(Instrucción escrita 1) Enumera todos los meses del año que se nombran en el fragmento sobre el hielo de Tenerife que aparece a continuación.

(Texto proporcionado)
# # # # #

La joven asiente, sin perder la sonrisa. Se disculpa una y otra vez, echando vistazos a su flanco izquierdo, donde los buitres de libreta y boli acechan. “No te preocupes”, le digo, sufriendo por ella.

Agarro el asa de la maleta azul, acomodo la pequeña mochila (refugio del nuevo tesoro) y echo a andar camino del ascensor, sin poder evitar una ojeada por encima del hombro, allí, en la lejanía, junto a la balconada de nubes y lejanas cumbres nevadas, bañada por la intensa luz madrileña, quedó una taza llena de brebaje negro y frío.

El último café que nunca tomé.




 

viernes, 21 de marzo de 2025

F209 - Rompehielos (Tenerife) (VIII)

 Me gusta el hielo de Tenerife. Sí, dije hielo, y no, no perdí la cabeza. Tampoco puse jamás un pie a tres kilómetros del Teide (nada extravié en la cima de un monte helado y las botas pesan un quintal, les digo a mis amigos vascos).  Me refiero al hielo que acompaña el café, cuando así lo demandas. En pleno noviembre, camiseta de manga corta, bermudas y chanclas; estas islas afortunadas no se tratan con el calendario. Le someten a bullying climatológico. Lo ignoran y hacen burla del nombre de sus meses: noviembre, diciembre, enero, febrero… Ja, ja, ja.

El hielo, decía. Te sirven un par de tochos, como si aquel estuviera exento del IVA, cilíndricos, incluso a veces adheridos por la espina dorsal cual siameses. Macizos como el iceberg que le susurró ¿A que no hay huevos? al piloto achispado del Titanic (su nacionalidad británica, mera casualidad). Son cubos mazados, como si hubieran montado un gimnasio en el congelador.

# # # # #

(Líneas de datos)
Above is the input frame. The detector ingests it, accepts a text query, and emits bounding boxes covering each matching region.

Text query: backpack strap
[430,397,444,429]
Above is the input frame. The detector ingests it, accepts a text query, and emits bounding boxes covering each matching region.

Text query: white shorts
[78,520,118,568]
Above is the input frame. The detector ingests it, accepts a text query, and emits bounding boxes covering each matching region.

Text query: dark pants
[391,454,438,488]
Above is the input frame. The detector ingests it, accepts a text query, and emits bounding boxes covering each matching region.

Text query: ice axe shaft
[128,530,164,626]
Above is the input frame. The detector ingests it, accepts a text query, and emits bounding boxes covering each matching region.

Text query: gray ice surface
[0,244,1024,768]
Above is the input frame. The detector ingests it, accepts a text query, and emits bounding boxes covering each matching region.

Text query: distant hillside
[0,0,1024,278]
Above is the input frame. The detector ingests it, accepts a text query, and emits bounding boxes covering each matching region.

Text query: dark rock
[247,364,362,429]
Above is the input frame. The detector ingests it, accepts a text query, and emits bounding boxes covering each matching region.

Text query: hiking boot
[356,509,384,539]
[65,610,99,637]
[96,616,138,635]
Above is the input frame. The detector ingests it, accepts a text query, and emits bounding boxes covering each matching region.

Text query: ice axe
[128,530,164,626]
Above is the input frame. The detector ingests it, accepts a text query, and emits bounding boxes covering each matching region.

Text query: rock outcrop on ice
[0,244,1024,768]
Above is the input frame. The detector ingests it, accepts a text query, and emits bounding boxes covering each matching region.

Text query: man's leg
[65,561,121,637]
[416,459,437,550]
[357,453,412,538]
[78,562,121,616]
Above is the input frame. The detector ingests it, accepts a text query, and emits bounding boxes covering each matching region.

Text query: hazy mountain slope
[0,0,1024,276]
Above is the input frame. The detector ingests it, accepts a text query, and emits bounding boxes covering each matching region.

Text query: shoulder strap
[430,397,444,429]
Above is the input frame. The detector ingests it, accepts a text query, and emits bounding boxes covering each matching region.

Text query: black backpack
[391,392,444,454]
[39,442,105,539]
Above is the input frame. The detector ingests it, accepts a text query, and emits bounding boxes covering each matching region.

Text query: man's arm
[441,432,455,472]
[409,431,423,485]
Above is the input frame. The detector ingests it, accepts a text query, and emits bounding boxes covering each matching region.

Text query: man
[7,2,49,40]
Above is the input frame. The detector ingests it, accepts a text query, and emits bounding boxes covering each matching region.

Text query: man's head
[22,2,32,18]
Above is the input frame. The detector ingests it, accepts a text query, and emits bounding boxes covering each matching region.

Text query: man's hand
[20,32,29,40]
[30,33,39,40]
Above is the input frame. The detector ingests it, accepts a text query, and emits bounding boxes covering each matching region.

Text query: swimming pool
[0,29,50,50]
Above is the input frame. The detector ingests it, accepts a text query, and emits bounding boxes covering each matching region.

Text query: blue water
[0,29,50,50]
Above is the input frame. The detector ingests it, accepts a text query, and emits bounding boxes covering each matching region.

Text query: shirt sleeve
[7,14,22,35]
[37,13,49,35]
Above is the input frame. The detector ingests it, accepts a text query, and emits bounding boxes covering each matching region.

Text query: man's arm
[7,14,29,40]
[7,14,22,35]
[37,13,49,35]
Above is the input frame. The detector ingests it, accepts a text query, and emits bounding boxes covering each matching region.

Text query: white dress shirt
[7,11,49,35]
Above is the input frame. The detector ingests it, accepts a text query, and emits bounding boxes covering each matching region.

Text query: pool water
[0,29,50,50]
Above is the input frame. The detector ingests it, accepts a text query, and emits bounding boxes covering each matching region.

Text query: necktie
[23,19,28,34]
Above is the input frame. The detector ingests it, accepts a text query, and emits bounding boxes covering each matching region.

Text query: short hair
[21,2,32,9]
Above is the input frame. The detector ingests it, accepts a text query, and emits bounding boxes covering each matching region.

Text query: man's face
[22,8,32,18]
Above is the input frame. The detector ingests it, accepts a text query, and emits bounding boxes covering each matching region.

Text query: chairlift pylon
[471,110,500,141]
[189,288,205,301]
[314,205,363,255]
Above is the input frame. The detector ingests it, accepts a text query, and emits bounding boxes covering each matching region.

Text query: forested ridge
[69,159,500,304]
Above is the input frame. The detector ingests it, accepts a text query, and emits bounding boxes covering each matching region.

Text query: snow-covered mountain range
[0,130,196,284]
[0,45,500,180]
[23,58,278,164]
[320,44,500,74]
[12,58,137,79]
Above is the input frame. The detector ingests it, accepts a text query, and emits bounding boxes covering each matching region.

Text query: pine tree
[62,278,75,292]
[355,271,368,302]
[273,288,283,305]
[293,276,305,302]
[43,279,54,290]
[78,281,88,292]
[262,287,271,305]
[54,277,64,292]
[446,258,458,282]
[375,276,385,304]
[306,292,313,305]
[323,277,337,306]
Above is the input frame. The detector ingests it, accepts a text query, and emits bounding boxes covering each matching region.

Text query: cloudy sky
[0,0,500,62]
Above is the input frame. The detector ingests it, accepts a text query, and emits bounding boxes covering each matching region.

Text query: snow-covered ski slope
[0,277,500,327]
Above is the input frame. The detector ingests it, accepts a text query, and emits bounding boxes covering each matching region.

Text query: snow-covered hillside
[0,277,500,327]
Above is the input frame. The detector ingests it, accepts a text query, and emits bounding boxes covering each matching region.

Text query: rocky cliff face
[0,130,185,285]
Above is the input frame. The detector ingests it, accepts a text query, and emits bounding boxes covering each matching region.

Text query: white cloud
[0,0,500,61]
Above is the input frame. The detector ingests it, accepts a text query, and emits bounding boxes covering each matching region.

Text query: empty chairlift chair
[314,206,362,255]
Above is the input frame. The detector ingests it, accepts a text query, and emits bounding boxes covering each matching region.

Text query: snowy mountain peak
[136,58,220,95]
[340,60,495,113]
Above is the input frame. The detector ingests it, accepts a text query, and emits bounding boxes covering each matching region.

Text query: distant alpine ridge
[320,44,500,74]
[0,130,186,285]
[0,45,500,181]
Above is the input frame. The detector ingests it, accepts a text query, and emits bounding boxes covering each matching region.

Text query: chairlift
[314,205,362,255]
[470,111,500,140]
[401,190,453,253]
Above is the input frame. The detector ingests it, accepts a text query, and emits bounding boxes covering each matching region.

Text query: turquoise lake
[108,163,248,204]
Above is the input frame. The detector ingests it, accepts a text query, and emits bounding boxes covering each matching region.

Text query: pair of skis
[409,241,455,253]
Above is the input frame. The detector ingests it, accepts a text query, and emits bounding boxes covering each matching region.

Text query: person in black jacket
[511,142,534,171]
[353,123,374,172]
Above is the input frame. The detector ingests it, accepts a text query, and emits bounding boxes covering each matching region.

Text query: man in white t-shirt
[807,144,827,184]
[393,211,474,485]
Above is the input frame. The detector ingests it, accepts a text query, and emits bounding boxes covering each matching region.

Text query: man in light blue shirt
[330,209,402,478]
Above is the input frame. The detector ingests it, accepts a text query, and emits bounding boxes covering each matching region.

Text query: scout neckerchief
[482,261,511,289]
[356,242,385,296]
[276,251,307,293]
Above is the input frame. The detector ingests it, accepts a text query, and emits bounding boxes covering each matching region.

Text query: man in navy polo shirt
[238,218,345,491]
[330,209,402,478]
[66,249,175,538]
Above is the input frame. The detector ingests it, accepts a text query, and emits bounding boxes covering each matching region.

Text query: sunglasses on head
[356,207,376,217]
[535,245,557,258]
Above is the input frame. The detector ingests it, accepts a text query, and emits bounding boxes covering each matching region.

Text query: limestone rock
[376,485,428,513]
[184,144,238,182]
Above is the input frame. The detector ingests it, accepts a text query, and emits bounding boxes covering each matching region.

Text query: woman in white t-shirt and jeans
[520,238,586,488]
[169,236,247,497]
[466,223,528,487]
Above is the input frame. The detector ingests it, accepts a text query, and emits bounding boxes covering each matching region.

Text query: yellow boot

# # # # #

(Instrucción escrita 2) Extrae cada línea del listado anterior en la que figure la palabra "mountain".

(Respuesta final 1) noviembre, diciembre, enero, febrero

(Respuesta final 2)
Text query: hazy mountain slope
Text query: snow-covered mountain range
Text query: snowy mountain peak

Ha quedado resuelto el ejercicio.